**** WORKING DATA

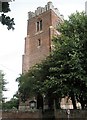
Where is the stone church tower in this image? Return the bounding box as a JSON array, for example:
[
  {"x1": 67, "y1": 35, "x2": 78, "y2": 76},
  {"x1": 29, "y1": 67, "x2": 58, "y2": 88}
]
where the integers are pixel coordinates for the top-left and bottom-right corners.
[{"x1": 22, "y1": 2, "x2": 63, "y2": 73}]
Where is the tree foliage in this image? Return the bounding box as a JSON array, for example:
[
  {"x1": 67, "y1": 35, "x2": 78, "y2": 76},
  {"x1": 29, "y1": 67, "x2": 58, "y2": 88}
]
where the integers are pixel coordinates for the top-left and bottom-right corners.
[
  {"x1": 0, "y1": 2, "x2": 15, "y2": 30},
  {"x1": 16, "y1": 12, "x2": 87, "y2": 109}
]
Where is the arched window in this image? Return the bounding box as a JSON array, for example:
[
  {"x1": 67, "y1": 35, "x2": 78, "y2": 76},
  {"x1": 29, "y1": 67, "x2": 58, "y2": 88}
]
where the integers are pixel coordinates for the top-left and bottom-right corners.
[{"x1": 36, "y1": 20, "x2": 42, "y2": 32}]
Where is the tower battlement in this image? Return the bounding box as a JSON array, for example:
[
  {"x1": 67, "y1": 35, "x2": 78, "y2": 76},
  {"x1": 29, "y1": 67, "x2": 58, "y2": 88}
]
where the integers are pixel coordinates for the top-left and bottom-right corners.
[{"x1": 28, "y1": 2, "x2": 64, "y2": 19}]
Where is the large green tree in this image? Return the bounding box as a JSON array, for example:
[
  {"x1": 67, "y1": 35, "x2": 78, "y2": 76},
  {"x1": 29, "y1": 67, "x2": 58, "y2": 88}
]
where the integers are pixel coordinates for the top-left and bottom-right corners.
[
  {"x1": 16, "y1": 12, "x2": 87, "y2": 109},
  {"x1": 0, "y1": 2, "x2": 15, "y2": 30}
]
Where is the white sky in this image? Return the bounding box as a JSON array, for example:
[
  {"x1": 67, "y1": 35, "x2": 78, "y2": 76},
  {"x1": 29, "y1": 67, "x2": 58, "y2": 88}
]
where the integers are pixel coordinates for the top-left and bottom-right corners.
[{"x1": 0, "y1": 0, "x2": 86, "y2": 100}]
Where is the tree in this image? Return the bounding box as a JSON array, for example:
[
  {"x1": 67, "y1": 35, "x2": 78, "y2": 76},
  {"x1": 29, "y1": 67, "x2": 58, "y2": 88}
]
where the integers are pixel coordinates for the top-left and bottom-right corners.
[
  {"x1": 0, "y1": 70, "x2": 7, "y2": 109},
  {"x1": 2, "y1": 94, "x2": 19, "y2": 110},
  {"x1": 0, "y1": 2, "x2": 15, "y2": 30},
  {"x1": 16, "y1": 12, "x2": 87, "y2": 109}
]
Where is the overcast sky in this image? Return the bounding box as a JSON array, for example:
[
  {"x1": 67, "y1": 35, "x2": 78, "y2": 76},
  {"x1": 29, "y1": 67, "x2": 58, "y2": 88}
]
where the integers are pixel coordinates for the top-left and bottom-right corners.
[{"x1": 0, "y1": 0, "x2": 86, "y2": 100}]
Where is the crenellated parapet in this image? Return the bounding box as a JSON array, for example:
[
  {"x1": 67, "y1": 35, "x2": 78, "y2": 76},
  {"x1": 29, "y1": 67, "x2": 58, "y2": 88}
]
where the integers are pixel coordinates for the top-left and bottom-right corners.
[{"x1": 28, "y1": 2, "x2": 64, "y2": 19}]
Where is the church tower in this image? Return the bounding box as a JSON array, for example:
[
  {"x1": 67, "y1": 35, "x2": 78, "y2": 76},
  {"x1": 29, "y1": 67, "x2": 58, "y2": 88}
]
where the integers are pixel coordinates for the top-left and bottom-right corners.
[{"x1": 22, "y1": 2, "x2": 63, "y2": 73}]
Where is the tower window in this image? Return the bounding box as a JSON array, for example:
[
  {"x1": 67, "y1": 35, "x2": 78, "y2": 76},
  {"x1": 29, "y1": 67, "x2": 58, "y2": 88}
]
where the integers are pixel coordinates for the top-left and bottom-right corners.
[
  {"x1": 37, "y1": 22, "x2": 39, "y2": 32},
  {"x1": 40, "y1": 20, "x2": 42, "y2": 30},
  {"x1": 38, "y1": 39, "x2": 41, "y2": 46},
  {"x1": 36, "y1": 20, "x2": 42, "y2": 32}
]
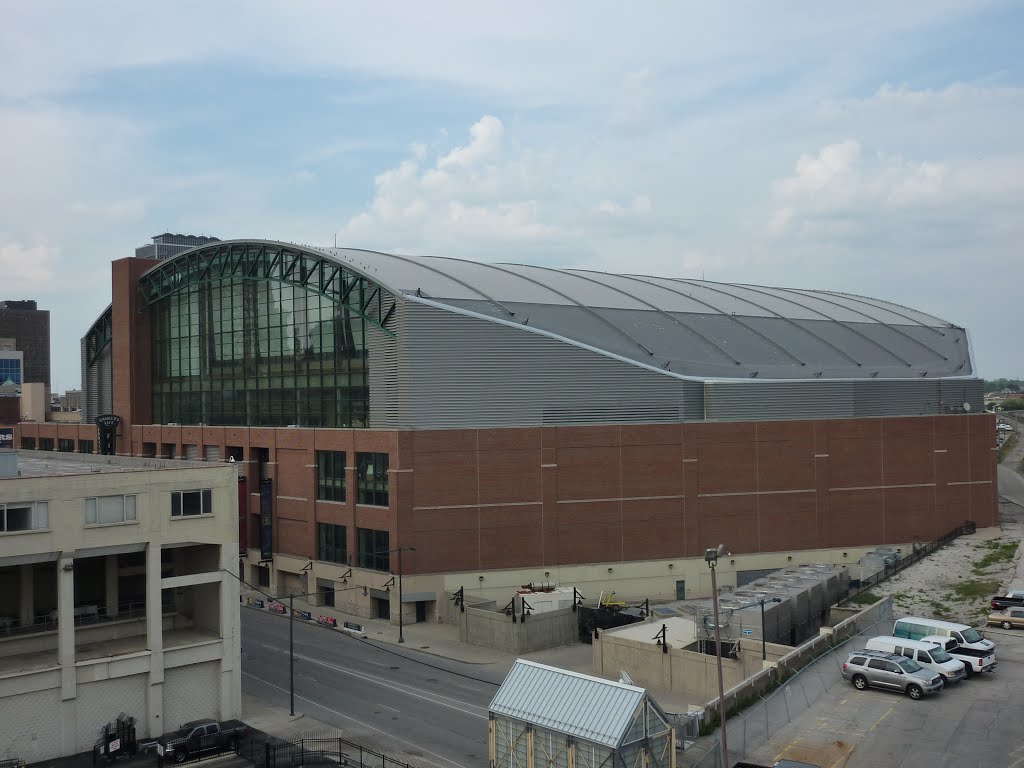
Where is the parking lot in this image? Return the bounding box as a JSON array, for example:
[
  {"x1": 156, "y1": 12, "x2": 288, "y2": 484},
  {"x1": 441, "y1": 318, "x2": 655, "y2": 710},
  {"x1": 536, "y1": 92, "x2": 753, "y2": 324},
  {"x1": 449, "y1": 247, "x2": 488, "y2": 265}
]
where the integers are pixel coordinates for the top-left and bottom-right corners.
[{"x1": 748, "y1": 628, "x2": 1024, "y2": 768}]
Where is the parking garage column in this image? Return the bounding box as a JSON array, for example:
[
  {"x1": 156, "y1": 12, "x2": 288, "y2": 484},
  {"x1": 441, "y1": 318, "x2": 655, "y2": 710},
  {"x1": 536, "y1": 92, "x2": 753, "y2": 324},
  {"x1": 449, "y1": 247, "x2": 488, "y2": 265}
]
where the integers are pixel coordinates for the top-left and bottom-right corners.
[
  {"x1": 17, "y1": 563, "x2": 36, "y2": 627},
  {"x1": 57, "y1": 557, "x2": 75, "y2": 700},
  {"x1": 145, "y1": 542, "x2": 164, "y2": 736},
  {"x1": 103, "y1": 555, "x2": 119, "y2": 618}
]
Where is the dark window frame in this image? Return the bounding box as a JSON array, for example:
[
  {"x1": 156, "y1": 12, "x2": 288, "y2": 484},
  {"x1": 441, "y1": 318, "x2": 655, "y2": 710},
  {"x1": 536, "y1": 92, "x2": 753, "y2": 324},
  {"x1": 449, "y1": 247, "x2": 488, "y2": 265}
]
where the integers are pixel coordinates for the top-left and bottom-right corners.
[
  {"x1": 316, "y1": 451, "x2": 346, "y2": 502},
  {"x1": 355, "y1": 453, "x2": 390, "y2": 507},
  {"x1": 171, "y1": 488, "x2": 213, "y2": 518},
  {"x1": 316, "y1": 522, "x2": 348, "y2": 565},
  {"x1": 355, "y1": 528, "x2": 391, "y2": 572}
]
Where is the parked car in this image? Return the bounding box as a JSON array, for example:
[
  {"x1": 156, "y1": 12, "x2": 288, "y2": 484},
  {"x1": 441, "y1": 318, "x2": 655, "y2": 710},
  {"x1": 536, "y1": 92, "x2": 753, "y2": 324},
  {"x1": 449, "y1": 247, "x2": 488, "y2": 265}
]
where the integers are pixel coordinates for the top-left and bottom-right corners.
[
  {"x1": 157, "y1": 719, "x2": 248, "y2": 763},
  {"x1": 864, "y1": 636, "x2": 967, "y2": 685},
  {"x1": 893, "y1": 616, "x2": 995, "y2": 653},
  {"x1": 922, "y1": 635, "x2": 995, "y2": 677},
  {"x1": 843, "y1": 650, "x2": 943, "y2": 699},
  {"x1": 988, "y1": 607, "x2": 1024, "y2": 630},
  {"x1": 989, "y1": 590, "x2": 1024, "y2": 610}
]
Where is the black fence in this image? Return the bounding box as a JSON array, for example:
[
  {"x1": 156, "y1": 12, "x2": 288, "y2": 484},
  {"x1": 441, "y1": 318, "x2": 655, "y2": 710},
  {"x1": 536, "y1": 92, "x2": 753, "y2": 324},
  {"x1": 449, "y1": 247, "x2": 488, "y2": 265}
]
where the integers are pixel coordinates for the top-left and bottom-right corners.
[
  {"x1": 238, "y1": 731, "x2": 410, "y2": 768},
  {"x1": 846, "y1": 520, "x2": 978, "y2": 600}
]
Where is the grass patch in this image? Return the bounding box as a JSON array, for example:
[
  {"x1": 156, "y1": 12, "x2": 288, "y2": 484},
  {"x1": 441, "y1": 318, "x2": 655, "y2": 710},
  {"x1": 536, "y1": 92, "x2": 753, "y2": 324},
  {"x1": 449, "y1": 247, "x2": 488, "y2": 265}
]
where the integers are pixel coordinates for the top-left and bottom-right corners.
[
  {"x1": 971, "y1": 539, "x2": 1017, "y2": 573},
  {"x1": 848, "y1": 592, "x2": 882, "y2": 605},
  {"x1": 953, "y1": 579, "x2": 999, "y2": 601}
]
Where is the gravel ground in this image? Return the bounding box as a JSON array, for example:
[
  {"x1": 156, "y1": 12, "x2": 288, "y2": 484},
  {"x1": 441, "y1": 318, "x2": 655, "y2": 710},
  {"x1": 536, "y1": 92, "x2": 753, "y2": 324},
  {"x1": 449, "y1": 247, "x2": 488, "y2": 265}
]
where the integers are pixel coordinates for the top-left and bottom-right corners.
[{"x1": 871, "y1": 430, "x2": 1024, "y2": 627}]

********

- [GIVEN PROBLEM]
Quote the line that contains "Where is the grass" and each line after it through the end of the data, exactly, leaving out everything else.

- [OUTPUT FOR THIS TASK]
Where is the grass patch in this image? Return the bounding box as a JSON array, for example:
[
  {"x1": 156, "y1": 12, "x2": 288, "y2": 484},
  {"x1": 441, "y1": 318, "x2": 655, "y2": 710},
  {"x1": 536, "y1": 92, "x2": 753, "y2": 324},
  {"x1": 449, "y1": 247, "x2": 488, "y2": 265}
]
where the integers are pixel coordinates for the top-left and bottom-right corners.
[
  {"x1": 971, "y1": 539, "x2": 1017, "y2": 573},
  {"x1": 848, "y1": 592, "x2": 882, "y2": 605},
  {"x1": 953, "y1": 579, "x2": 999, "y2": 601}
]
Where is the gravel ground in this image? Return the bounding box as a JSON array, for example:
[
  {"x1": 156, "y1": 12, "x2": 288, "y2": 484},
  {"x1": 441, "y1": 318, "x2": 655, "y2": 710},
  {"x1": 536, "y1": 92, "x2": 753, "y2": 324},
  {"x1": 449, "y1": 247, "x2": 488, "y2": 265}
]
where the integers are pixel coordinates for the top-left and bottom-right corners.
[{"x1": 871, "y1": 430, "x2": 1024, "y2": 627}]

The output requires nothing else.